::: Text

Is it safe to start with the following for cutting soft wood:

Plungerate: 10
Feedrate: 20
RPM: 10k
Depth: 0.03

Mark - what is that bit used for?

Hi Les,
Primarily I use it for 3d carving finishing path 1/4 shank with 0.118 diameter ball nose. Believe it is less prone to deflection etc. than a straight 0.118 or less ball nose.
This is from reading so I would bow to the knowledge of the experienced members of the forum.

Considerably so. From my experience, one can drive 3D finishing passes in wood at pretty high feedrates (also pushing RPM accordingly to maintain a decent chipload, if need be), and the best way is to use the feedrate override during the cut to find the limit (depending on how adventurous one feels, that is)


The feedrate override is a blessing in disguise. It has come in very handy from time to time when you realise you have been a bit too conservative on your feedrate. No need to stop, just nudge it up through the range accordingly.


Hey Julian - where can I find the Feedrate Override in the program?

::::::
::: Data shown

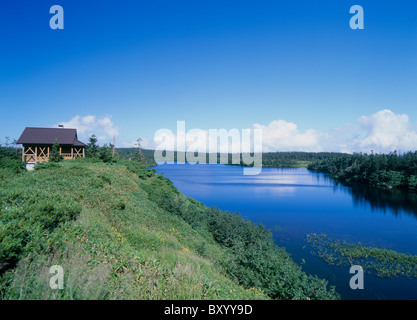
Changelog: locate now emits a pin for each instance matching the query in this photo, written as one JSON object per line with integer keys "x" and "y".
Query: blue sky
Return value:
{"x": 132, "y": 67}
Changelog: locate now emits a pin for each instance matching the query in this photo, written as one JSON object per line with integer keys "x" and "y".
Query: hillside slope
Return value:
{"x": 120, "y": 231}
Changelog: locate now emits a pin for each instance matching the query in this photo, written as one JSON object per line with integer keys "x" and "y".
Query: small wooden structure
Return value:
{"x": 37, "y": 144}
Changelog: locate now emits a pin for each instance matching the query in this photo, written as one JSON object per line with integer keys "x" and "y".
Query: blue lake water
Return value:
{"x": 299, "y": 202}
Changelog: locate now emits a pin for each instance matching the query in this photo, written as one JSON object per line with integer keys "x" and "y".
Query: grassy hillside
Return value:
{"x": 120, "y": 231}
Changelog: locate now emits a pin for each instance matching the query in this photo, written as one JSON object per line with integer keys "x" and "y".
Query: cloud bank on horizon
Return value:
{"x": 381, "y": 132}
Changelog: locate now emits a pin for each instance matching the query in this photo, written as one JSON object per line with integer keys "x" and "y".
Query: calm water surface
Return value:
{"x": 295, "y": 202}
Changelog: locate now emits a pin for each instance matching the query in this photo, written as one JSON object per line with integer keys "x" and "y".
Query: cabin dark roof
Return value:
{"x": 46, "y": 136}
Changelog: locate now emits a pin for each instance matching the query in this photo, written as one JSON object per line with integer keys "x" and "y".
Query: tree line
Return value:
{"x": 391, "y": 170}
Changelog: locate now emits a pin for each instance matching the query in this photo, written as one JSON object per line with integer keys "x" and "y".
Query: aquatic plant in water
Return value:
{"x": 383, "y": 262}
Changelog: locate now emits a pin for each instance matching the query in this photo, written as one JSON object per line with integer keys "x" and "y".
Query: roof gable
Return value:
{"x": 48, "y": 136}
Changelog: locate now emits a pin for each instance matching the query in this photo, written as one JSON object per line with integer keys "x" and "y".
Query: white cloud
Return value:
{"x": 280, "y": 135}
{"x": 386, "y": 131}
{"x": 103, "y": 127}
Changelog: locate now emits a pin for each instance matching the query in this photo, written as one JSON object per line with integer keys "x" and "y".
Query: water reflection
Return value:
{"x": 394, "y": 201}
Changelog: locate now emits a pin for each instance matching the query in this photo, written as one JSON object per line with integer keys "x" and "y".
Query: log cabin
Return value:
{"x": 37, "y": 144}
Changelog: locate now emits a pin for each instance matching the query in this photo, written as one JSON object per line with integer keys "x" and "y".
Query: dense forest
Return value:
{"x": 121, "y": 231}
{"x": 391, "y": 170}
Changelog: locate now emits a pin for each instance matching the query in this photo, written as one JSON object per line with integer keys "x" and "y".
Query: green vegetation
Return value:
{"x": 269, "y": 159}
{"x": 383, "y": 262}
{"x": 121, "y": 231}
{"x": 379, "y": 170}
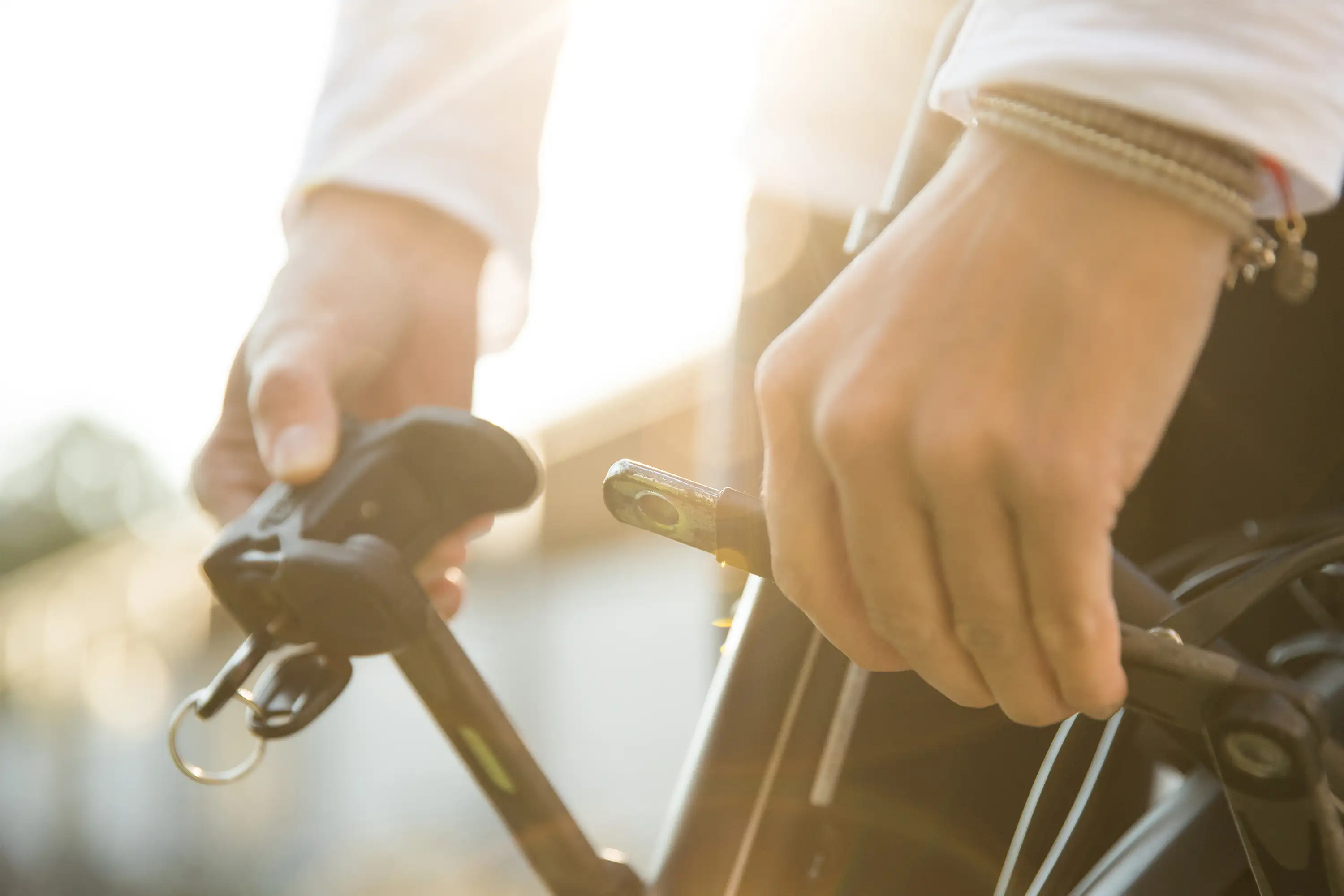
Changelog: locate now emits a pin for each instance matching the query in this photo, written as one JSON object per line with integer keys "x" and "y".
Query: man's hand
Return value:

::::::

#### Task requirements:
1/ In the forum discussion, what feedrate is proposed for cutting soft wood?
2/ Retype the forum discussion from "Is it safe to" to "of the forum.".
The material is not needed for this work.

#### Response list:
1/ 20

2/
Is it safe to start with the following for cutting soft wood:

Plungerate: 10
Feedrate: 20
RPM: 10k
Depth: 0.03

Mark - what is that bit used for?

Hi Les,
Primarily I use it for 3d carving finishing path 1/4 shank with 0.118 diameter ball nose. Believe it is less prone to deflection etc. than a straight 0.118 or less ball nose.
This is from reading so I would bow to the knowledge of the experienced members of the forum.